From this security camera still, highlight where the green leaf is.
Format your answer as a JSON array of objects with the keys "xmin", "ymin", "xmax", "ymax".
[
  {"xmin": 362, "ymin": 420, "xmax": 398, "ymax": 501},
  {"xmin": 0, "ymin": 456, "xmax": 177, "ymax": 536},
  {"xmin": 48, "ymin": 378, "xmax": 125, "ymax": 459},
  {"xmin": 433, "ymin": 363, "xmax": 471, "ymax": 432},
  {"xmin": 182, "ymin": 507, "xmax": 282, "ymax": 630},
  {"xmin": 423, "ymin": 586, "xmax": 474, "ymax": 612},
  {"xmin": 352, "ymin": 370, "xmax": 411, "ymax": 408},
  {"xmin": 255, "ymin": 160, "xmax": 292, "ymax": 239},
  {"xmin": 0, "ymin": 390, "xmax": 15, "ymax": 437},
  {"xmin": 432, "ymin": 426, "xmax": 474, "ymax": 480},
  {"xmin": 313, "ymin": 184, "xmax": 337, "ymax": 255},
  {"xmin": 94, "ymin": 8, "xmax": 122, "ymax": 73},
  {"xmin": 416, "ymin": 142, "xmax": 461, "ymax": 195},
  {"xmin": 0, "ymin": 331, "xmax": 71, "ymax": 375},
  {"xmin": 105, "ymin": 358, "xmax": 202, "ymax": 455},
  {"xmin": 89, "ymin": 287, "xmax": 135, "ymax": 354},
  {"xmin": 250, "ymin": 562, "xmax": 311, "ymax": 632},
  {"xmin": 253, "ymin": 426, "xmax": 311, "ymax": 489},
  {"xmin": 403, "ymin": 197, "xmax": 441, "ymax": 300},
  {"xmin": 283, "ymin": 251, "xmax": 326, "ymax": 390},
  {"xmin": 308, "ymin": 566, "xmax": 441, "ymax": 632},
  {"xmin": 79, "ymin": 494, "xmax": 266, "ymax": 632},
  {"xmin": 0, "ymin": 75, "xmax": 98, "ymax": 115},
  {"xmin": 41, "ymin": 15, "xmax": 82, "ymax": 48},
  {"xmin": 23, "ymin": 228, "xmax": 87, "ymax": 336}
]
☆ ☆ ☆ ☆ ☆ ☆ ☆
_수행할 작업_
위 항목을 처음부터 끝까지 한 줄도 바꾸지 말고 그대로 인용해 주세요.

_출력 결과_
From this security camera still, highlight where the green leaf is.
Format your answer as a JSON array of objects with the keys "xmin", "ymin", "xmax", "ymax".
[
  {"xmin": 362, "ymin": 420, "xmax": 398, "ymax": 501},
  {"xmin": 0, "ymin": 456, "xmax": 177, "ymax": 536},
  {"xmin": 48, "ymin": 378, "xmax": 125, "ymax": 459},
  {"xmin": 433, "ymin": 363, "xmax": 471, "ymax": 432},
  {"xmin": 182, "ymin": 507, "xmax": 282, "ymax": 630},
  {"xmin": 423, "ymin": 586, "xmax": 474, "ymax": 612},
  {"xmin": 352, "ymin": 370, "xmax": 411, "ymax": 408},
  {"xmin": 255, "ymin": 160, "xmax": 292, "ymax": 239},
  {"xmin": 0, "ymin": 390, "xmax": 15, "ymax": 437},
  {"xmin": 432, "ymin": 426, "xmax": 474, "ymax": 480},
  {"xmin": 313, "ymin": 184, "xmax": 337, "ymax": 255},
  {"xmin": 94, "ymin": 8, "xmax": 122, "ymax": 73},
  {"xmin": 416, "ymin": 142, "xmax": 461, "ymax": 195},
  {"xmin": 0, "ymin": 331, "xmax": 71, "ymax": 375},
  {"xmin": 105, "ymin": 358, "xmax": 202, "ymax": 455},
  {"xmin": 89, "ymin": 287, "xmax": 135, "ymax": 354},
  {"xmin": 250, "ymin": 562, "xmax": 311, "ymax": 632},
  {"xmin": 253, "ymin": 426, "xmax": 311, "ymax": 489},
  {"xmin": 403, "ymin": 197, "xmax": 441, "ymax": 300},
  {"xmin": 283, "ymin": 251, "xmax": 326, "ymax": 390},
  {"xmin": 308, "ymin": 566, "xmax": 441, "ymax": 632},
  {"xmin": 79, "ymin": 494, "xmax": 266, "ymax": 632},
  {"xmin": 0, "ymin": 75, "xmax": 98, "ymax": 115},
  {"xmin": 41, "ymin": 15, "xmax": 82, "ymax": 48},
  {"xmin": 23, "ymin": 228, "xmax": 87, "ymax": 336}
]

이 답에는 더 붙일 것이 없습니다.